• **SOURCE PASSAGE**
===

A channel stabilization and habitat rehabilitation project was planned and designed for a 2 km long reach of Little Topashaw Creek to develop low-cost, low-maintenance practices feasible for implementation by landowners. Habitat rehabilitation was intended to return partially the stream corridor ecosystem to its historic (pre-degradation) trajectory (Society for Ecological Restoration International Science and Policy Working Group 2004), with the characteristics of the target trajectory inferred from characteristics of a lightly degraded stream in the same region (Shields et al. 1994, 1998, 2006). We selected restoration practices for testing that would be applicable at the landscape scale. Further, we selected practices that could provide acceptable levels of stability and conveyance by working with geomorphic processes to produce natural forms and functions. This final criterion was critical because three of the four selected practices featured almost exclusive use of plant materials. The practices tested included large wood stabilization and habitat structures; the planting of willow cuttings on sediment bars and eroding banks; the planting of switchgrass hedges in riparian gullies; and the stabilization of steep, eroding banks by dewatering using passive drains and solar-powered wells. Willows were planted for US$7.50 per cutting, and large wood (LW) structures cost US$80 per meter of treated bankline. The 2-km reach was treated with LW structures and willow plantings for a total of US$176,000, exclusive of costs for planning, design, contract administration, and monitoring. Construction costs were 20 to 50% of the cost for the contemporary construction of traditional stone stabilization (Martin et al. 2005, Pezeshki et al. 2007).
A total of 72 wedge-shaped LW structures were constructed on concave, eroding banks by stacking either woody debris (~10%) or living trees (~90%) in a criss-cross arrangement (Fig. 4; USDA 2006a). LW structure dimensions averaged 13.9 ± 3.9 m in the streamwise direction and 5.3 ± 1.0 m in the transverse direction and were 2.1 ± 0.5 m high. Fifty-eight of the structures were secured to the bed by four or more earth anchors secured to the streambed. To build the structures, 1168 trees were obtained by clearing 3.4 ha of fencerows and ditchlines > 10 m from the top bank of the channel. Most trees were harvested > 200 m from the channel, and no impacts of tree harvest on channel morphology or habitat were observed. Most trees were oak (Quercus sp.), but ash (Fraxinus sp.), cherry (Prunus sp.), hickory (Carya sp.), elm (Ulmus sp.), sweetgum (Liquidambar styraciflua), and sycamore (Platanus occidentalis) were also used (Shields et al. 2004).

===

(A run of records)

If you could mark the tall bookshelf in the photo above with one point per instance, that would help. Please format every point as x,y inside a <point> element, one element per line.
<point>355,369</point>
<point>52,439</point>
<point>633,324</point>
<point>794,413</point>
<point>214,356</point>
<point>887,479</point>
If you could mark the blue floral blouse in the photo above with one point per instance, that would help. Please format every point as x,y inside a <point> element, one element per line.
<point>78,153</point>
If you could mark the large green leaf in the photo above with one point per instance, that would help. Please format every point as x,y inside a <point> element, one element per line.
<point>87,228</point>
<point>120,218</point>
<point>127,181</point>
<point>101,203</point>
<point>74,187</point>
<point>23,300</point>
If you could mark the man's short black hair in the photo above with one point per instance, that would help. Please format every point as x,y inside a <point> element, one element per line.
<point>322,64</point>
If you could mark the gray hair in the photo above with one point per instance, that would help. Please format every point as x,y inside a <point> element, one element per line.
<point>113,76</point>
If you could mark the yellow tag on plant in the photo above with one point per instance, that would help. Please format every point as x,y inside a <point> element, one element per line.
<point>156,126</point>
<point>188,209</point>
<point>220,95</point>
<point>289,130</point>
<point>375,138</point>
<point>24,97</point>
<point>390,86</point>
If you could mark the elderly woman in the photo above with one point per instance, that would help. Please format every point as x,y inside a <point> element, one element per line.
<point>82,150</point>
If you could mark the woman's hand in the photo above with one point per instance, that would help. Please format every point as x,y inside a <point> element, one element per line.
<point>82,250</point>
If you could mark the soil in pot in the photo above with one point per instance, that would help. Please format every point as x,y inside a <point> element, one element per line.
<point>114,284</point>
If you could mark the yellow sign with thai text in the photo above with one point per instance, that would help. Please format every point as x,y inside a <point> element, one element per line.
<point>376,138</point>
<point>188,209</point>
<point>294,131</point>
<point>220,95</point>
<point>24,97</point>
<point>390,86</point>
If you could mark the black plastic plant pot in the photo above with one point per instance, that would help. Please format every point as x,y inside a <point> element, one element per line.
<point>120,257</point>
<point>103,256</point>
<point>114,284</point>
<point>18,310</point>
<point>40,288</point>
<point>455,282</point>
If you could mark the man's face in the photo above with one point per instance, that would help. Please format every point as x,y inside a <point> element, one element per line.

===

• **OBJECTIVES**
a - Answer these questions using the Little Topashaw Creek passage:
(i) What did each willow cutting cost?
(ii) How many large wood structures were built?
(iii) How many trees were obtained to build the structures?
b - According to the Little Topashaw Creek passage, why was the criterion of working with geomorphic processes to provide acceptable stability and conveyance critical?
c - Pick up the Little Topashaw Creek passage after its last sentence and continue it.

• **ANSWERS PROVIDED**
a -
(i) US$7.50 per cutting
(ii) 72
(iii) 1168

b - It was critical because three of the four selected practices relied almost exclusively on plant materials.

c -
Approximately 4000 willow (Salix nigra) cuttings were planted on point bars and in sediment deposits adjacent to selected LW structures using a water-jetting technique (Drake and Langel 1998; Fig. 5). Willow cuttings were soaked for 2–3 weeks prior to planting to improve transplant success (Schaff et al. 2002, Martin et al. 2004). A subset of the willows was planted in square plots selected to represent a range of soil textures and vertical distances from the base flow channel to relate willow growth and survival to environmental conditions. Half of the cuttings planted in the plots were soaked for 10–12 days prior to planting, and half were planted immediately after they were harvested locally.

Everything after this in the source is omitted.